National also needs to implement its changes to the way benefits are calculated because these trigger in April 1 next year, before the actual Budget. It doesn’t have to put these in the mini-Budget, but they will need to be legislated before April 1.
It fiercely disputes that these are “cuts”, because benefit rates will still be adjusted upwards, however the fact remains that National will book $2 billion in savings by paying beneficiaries less money than they would currently be getting.
Then there’s the issue of timing ... December 20, one day after the December 19 anniversary of the Fourth National Government’s “Economic and Social Initiative” - the official name for then-Finance Minister Ruth Richardson’s dramatic benefit cuts, often erroneously remembered as the “Mother of All Budgets”.
It’s doesn’t exactly radiate Christmas spirit - except perhaps among those whose New Year’s resolution is to next year squeeze a camel through the eye of a needle.
The only way National can get away with the caper is to conclusively prove there is no other way, and that the grim reality of the books requires significant cuts to the level of spending. The jury return on December 20.
Willis needs to be on the top of her game. She made a rare error in her first days in the job, including the U-turn on the previous Government’s smokefree policy as a revenue positive measure to offset the now-axed foreign buyers’ tax.
This gave Labour plenty of ammunition to argue National was using smoking to plug a hole in its tax policy, when the real cause of the U-turn was the fact NZ First and Act won in coalition talks.
It would help if the new Government learned a bit of message discipline. The three parties have a mandate to tackle inflation, but the first two weeks in office have been dominated by petty culture war skirmishes, mainly related to Māori and the use of the Māori language.

**EXTRACTED MATERIAL**
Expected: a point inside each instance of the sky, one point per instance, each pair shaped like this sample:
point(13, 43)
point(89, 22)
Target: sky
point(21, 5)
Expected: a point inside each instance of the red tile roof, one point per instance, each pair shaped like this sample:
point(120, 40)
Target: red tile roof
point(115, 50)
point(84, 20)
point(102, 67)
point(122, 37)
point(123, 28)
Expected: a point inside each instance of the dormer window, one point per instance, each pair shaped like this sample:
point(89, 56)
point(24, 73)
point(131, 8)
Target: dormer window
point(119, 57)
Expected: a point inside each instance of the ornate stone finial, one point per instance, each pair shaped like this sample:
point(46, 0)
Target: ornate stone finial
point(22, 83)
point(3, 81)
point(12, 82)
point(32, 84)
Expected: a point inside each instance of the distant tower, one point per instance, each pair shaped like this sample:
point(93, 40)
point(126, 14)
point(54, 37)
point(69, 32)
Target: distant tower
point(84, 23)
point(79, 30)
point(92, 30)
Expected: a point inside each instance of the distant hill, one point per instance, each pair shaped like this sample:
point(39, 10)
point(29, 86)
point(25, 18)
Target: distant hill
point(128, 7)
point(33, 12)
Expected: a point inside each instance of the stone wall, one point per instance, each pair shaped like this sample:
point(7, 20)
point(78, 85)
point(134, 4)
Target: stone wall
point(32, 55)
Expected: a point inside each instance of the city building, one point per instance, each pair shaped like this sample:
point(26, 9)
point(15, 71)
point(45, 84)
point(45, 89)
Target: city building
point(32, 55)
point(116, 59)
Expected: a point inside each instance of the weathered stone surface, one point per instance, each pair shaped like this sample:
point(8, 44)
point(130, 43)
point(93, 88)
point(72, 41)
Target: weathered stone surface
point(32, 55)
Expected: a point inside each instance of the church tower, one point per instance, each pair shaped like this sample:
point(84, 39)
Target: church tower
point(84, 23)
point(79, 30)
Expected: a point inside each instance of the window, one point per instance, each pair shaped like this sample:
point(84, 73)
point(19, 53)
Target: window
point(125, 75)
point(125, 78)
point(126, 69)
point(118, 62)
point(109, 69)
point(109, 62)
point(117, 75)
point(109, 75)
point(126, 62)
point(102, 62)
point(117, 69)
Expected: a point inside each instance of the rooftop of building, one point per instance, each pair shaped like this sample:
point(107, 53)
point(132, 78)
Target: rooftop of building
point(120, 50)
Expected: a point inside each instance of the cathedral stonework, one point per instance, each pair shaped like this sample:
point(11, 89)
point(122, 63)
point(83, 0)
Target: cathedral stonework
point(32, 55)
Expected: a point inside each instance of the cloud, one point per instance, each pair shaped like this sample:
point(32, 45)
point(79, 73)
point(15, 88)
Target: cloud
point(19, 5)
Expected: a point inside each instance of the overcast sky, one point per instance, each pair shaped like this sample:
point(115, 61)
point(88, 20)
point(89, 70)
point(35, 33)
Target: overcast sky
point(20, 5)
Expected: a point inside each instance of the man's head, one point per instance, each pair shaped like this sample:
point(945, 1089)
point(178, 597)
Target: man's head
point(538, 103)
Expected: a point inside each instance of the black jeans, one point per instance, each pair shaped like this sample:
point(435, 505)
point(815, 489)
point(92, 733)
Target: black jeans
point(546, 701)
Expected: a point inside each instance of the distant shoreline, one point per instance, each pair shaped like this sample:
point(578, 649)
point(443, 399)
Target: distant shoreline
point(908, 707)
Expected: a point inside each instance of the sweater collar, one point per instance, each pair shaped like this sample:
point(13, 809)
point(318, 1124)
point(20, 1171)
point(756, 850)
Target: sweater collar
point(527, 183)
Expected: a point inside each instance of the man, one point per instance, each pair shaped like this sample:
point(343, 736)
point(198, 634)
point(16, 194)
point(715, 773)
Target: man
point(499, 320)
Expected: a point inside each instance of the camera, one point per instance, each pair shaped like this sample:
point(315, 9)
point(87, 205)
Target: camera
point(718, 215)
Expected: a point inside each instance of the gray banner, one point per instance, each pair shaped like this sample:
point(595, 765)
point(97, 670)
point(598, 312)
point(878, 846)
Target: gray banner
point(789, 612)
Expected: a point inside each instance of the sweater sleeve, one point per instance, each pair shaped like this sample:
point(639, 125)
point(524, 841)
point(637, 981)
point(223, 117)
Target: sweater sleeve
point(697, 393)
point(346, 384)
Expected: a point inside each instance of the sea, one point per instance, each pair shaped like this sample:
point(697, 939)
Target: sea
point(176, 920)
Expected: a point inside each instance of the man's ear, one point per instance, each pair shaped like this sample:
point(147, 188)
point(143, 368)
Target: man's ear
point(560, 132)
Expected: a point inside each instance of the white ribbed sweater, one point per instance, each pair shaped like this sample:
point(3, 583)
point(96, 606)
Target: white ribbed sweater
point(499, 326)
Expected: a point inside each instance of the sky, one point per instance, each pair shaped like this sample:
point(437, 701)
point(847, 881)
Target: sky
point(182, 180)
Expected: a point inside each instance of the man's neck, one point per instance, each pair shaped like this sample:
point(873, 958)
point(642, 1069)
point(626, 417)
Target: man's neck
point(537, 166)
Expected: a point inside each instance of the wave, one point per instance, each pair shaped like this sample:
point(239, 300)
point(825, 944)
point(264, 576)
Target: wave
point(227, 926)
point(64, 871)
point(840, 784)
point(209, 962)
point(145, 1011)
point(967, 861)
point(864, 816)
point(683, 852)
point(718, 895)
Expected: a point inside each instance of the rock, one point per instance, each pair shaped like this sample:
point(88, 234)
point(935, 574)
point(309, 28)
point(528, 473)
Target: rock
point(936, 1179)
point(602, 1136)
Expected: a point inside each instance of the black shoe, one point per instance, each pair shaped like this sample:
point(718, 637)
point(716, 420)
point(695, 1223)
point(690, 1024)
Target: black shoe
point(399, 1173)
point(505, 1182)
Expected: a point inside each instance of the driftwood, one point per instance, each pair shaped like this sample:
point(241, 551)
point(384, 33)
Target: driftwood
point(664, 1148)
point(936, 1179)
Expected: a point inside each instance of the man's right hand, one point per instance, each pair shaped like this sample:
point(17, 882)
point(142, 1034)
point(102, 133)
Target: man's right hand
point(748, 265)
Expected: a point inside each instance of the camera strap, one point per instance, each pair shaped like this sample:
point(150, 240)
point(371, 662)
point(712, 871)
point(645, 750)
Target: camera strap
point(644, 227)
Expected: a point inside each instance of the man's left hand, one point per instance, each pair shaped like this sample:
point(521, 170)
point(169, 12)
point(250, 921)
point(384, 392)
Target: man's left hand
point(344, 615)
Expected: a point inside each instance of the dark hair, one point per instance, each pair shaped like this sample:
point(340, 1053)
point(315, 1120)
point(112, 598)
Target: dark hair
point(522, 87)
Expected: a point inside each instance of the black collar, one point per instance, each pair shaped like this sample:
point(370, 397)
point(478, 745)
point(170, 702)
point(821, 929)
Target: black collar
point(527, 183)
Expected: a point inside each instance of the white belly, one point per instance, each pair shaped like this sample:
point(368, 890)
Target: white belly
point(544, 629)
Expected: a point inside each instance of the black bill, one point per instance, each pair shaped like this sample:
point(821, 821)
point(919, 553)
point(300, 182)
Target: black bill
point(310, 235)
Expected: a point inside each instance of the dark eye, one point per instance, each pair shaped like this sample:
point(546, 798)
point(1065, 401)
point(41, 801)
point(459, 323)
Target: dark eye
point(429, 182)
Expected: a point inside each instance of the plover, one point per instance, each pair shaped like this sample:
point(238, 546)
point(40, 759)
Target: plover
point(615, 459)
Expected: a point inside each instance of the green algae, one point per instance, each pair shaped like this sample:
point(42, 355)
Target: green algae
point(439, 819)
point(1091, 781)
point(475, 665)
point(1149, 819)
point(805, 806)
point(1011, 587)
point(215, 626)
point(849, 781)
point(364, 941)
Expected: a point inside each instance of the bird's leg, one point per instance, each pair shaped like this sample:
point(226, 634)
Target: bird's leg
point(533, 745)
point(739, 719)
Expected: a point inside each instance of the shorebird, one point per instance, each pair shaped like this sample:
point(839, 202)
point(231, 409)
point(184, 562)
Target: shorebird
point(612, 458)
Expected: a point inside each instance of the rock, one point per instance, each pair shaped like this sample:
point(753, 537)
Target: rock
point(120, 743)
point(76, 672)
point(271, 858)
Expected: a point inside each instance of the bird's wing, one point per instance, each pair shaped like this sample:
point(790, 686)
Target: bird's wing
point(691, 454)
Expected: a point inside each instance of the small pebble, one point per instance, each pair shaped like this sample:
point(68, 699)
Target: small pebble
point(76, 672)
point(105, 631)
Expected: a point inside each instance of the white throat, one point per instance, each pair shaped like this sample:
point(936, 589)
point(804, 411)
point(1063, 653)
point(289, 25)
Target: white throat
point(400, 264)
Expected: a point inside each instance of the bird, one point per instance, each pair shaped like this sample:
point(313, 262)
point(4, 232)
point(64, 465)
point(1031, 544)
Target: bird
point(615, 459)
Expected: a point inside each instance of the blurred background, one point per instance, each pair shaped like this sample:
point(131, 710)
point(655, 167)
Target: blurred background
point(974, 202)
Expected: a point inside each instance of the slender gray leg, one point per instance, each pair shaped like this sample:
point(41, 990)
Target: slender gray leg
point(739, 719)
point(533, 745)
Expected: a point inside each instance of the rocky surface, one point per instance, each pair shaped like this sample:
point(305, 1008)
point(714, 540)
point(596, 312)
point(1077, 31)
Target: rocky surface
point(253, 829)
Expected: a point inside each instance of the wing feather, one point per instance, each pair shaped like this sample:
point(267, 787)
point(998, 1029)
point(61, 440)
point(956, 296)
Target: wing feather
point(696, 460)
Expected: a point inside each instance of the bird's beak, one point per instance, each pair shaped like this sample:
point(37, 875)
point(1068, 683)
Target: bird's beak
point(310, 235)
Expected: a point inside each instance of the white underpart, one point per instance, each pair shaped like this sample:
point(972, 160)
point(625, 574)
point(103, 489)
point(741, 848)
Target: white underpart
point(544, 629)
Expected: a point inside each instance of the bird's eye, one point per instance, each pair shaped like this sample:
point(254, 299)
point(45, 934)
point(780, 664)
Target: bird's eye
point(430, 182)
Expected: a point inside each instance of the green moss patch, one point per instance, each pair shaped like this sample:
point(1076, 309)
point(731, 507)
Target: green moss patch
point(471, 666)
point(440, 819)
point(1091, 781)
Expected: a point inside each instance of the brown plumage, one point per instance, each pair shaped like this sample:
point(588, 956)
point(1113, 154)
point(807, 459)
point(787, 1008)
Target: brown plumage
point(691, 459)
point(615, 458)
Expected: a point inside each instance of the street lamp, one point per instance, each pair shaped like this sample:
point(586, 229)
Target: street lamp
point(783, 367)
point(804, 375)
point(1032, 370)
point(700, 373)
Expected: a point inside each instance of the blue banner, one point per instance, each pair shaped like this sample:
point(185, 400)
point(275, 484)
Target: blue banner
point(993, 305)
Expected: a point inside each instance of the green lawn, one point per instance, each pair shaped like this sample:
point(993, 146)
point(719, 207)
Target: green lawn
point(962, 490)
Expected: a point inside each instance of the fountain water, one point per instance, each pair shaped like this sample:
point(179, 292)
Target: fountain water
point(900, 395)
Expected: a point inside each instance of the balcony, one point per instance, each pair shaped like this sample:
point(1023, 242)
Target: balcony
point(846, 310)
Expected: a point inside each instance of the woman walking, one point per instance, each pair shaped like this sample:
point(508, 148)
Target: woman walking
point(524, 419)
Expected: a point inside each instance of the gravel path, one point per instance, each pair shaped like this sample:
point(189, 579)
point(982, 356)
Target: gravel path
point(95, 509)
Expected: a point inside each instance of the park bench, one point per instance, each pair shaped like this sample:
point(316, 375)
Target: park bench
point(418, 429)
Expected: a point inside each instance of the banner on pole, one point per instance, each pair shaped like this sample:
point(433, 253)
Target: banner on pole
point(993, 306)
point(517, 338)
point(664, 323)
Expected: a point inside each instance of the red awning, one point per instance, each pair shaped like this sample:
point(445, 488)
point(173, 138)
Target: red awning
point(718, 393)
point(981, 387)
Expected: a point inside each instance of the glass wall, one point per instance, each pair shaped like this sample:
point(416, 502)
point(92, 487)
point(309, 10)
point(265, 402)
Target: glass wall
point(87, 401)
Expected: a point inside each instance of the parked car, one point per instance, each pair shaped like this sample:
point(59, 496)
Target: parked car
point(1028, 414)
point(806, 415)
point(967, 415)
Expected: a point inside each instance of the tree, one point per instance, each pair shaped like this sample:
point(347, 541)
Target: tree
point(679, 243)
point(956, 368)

**PROBLEMS TO WORK ON**
a – Copy the part of the mini-Budget commentary starting with "It’s doesn’t exactly" and going on through "in coalition talks.", keeping every word unchanged.
b – Carry on the commentary about National's mini-Budget and benefit changes, picking up right after its final sentence.

**ANSWERS TO THE TASKS**
a –
It’s doesn’t exactly radiate Christmas spirit - except perhaps among those whose New Year’s resolution is to next year squeeze a camel through the eye of a needle.
The only way National can get away with the caper is to conclusively prove there is no other way, and that the grim reality of the books requires significant cuts to the level of spending. The jury return on December 20.
Willis needs to be on the top of her game. She made a rare error in her first days in the job, including the U-turn on the previous Government’s smokefree policy as a revenue positive measure to offset the now-axed foreign buyers’ tax.
This gave Labour plenty of ammunition to argue National was using smoking to plug a hole in its tax policy, when the real cause of the U-turn was the fact NZ First and Act won in coalition talks.

b –
It’s not too much Māori chasing too few goods that is the textbook cause of inflation, but too much money - the zeal with which the new Government has prosecuted the former has muddied the Government’s message, giving the sense that prescription glasses or a large print edition of Milton Friedman might set them straight.
Somewhat paradoxically, it’s also a great time to be in Opposition.
Labour’s frontbench is in the rare position of knowing more about the running of the country than the team currently in charge.
Robertson and Labour leader Chris Hipkins had great fun with that in Question Time this week, turning it into a pop quiz for the new administration. Hipkins wrongfooted Luxon on his knowledge of the difference between a “sustained humanitarian truce” and a “ceasefire”. Luxon had to be saved by a helpful supplementary question from his deputy, Winston Peters. It was a quiet moment, but it left Luxon looking very much the junior.
Robertson pulled a similar trick, asking Willis to name a debt figure from the Prefu forecast, which she could not.
On its own, the two moments were insignificant - a shot across the bow. They did however achieve the goal of gently humiliating the National front bench in front of their own MPs, and giving much-needed succour to the utterly demoralised Labour ranks.
One-term governments are vanishingly rare in New Zealand and there has never been a one-term National government.
Yet both sides would do well to remember we very nearly had a one-term government in 2020, when polling showed Simon Bridges’ pre-Covid National Party in a position to beat Labour.
Both parties need to capitalise on their current positions to repeat, or avoid repeating, that fate. For Labour, it’s taking a leaf out of Bridges’ book and beginning a relentless demolition of the new Government from day one; for National, it’s arguing Labour are so spendthrift they shouldn’t be allowed within cooee of the Treasury.
The clock is ticking. With each passing day, whatever is wrong with the Government becomes more and more National’s fault, and Labour’s frontbench, some of whom are eyeing retirement, loses its insiders’ advantage.